─── TESTO DELLA PAGINA ───
LUIGI MELANDRI Piangipane (Ravenna) 1892 -Milano 1955

Illustratore e pittore compie la sua formazione all’Accademia di Belle Arti a Ravenna nella quale si diploma nel 1914, abilitandosi all’insegnamento del “disegno nelle scuole secondarie”.

Mostra fin da subito spiccato talento e particolare predisposizione all’illustrazione, attraverso cui esprime la propria fervida fantasia con raffinatezza di segno ed eleganza di forme.

La formazione culturale e politica di Luigi avviene sullo sfondo del fermento economico, politico e sociale degli anni che precedono la Grande Guerra nella comunità mezzanese e nelle borgate circostanti: le polemiche fra socialisti e repubblicani, che precedono e seguono l’esplosione insurrezionale della Settimana Rossa; la costruzione dello Zuccherificio nel 1909 che dà nuovo impulso allo sviluppo economico del paese; le vicende collegate alla produzione delle barbabietole, che vedono lo scontro fra proprietari, contadini e braccianti; l’avvio della lavorazione con le tensioni fra gli amministratori dello Zuccherificio e le organizzazioni sindacali; il costituirsi e rafforzarsi delle cooperative dei braccianti.

Ma in questo vivace e agitato tessuto sociale, oltre alla “casa del popolo”, alla “cooperativa di consumo” e alle scuole popolari, si diffondono anche altre iniziative legate all’associazionismo, al tempo libero, alla cultura popolare; nel 1913, ad esempio, venne aperta una “biblioteca di cultura popolare” e nell’autunno del 1921 entra in funzione il Teatro, costruito dalla Cooperativa braccianti, che diventerà “il fulcro della vita sociale mezzanese”.
─── RIGHE DI DATI ───
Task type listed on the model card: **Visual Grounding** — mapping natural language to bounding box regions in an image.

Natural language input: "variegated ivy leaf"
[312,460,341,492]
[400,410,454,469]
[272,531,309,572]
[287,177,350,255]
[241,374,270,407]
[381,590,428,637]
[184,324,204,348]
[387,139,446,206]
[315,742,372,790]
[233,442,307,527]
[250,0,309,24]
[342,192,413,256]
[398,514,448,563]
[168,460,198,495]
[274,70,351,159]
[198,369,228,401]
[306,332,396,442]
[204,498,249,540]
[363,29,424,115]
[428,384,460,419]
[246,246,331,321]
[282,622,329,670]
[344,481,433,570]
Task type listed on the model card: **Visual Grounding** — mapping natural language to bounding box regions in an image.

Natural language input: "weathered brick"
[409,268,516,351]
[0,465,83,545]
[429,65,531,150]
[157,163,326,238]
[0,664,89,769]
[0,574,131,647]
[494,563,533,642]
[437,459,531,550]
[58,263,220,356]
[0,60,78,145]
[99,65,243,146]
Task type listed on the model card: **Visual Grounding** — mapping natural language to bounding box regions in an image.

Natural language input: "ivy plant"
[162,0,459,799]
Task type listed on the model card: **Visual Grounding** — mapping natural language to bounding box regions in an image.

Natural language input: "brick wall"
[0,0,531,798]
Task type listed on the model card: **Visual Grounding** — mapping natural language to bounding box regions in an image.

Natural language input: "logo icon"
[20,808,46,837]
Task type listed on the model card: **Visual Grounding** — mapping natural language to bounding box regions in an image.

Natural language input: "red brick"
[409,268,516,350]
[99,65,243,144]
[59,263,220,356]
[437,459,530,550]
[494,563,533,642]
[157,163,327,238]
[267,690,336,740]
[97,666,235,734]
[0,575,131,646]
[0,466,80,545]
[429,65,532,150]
───
● CONSEGNA
Ripeti per favore l'intero testo della pagina, parola per parola e senza alcuna modifica. Per svolgere la consegna serve soltanto il testo della pagina, non il materiale.

● RISPOSTA
LUIGI MELANDRI Piangipane (Ravenna) 1892 -Milano 1955

Illustratore e pittore compie la sua formazione all’Accademia di Belle Arti a Ravenna nella quale si diploma nel 1914, abilitandosi all’insegnamento del “disegno nelle scuole secondarie”.

Mostra fin da subito spiccato talento e particolare predisposizione all’illustrazione, attraverso cui esprime la propria fervida fantasia con raffinatezza di segno ed eleganza di forme.

La formazione culturale e politica di Luigi avviene sullo sfondo del fermento economico, politico e sociale degli anni che precedono la Grande Guerra nella comunità mezzanese e nelle borgate circostanti: le polemiche fra socialisti e repubblicani, che precedono e seguono l’esplosione insurrezionale della Settimana Rossa; la costruzione dello Zuccherificio nel 1909 che dà nuovo impulso allo sviluppo economico del paese; le vicende collegate alla produzione delle barbabietole, che vedono lo scontro fra proprietari, contadini e braccianti; l’avvio della lavorazione con le tensioni fra gli amministratori dello Zuccherificio e le organizzazioni sindacali; il costituirsi e rafforzarsi delle cooperative dei braccianti.

Ma in questo vivace e agitato tessuto sociale, oltre alla “casa del popolo”, alla “cooperativa di consumo” e alle scuole popolari, si diffondono anche altre iniziative legate all’associazionismo, al tempo libero, alla cultura popolare; nel 1913, ad esempio, venne aperta una “biblioteca di cultura popolare” e nell’autunno del 1921 entra in funzione il Teatro, costruito dalla Cooperativa braccianti, che diventerà “il fulcro della vita sociale mezzanese”.